[How to complete this task] Leaving out the pictures, please retype each record exactly.

[Supplied records]
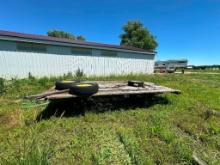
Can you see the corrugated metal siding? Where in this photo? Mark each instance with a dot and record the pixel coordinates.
(59, 61)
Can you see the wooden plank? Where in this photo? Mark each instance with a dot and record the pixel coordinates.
(111, 88)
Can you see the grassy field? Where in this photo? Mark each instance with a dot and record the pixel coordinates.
(169, 129)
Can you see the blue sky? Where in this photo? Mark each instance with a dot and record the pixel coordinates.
(184, 28)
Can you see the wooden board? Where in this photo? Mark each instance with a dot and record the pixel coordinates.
(111, 88)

[Exercise answer]
Can you see the corrugated metal siding? Where in this photo? Mark each instance with a dot and record the pixel coordinates.
(59, 61)
Can you see the wooden plank? Where in this photo? Mark each instance with a dot and record the pixel coordinates.
(111, 88)
Can you see the grassy field? Where in this photo? Mark each instance with a dot and record the pixel coordinates.
(169, 129)
Can you see the blue sky? Where in this photo? Mark each instance with a dot and record the pixel coordinates.
(184, 28)
Can you see the wooden board? Where in this photo? Mark each instance with a dot and record the pixel coordinates.
(111, 88)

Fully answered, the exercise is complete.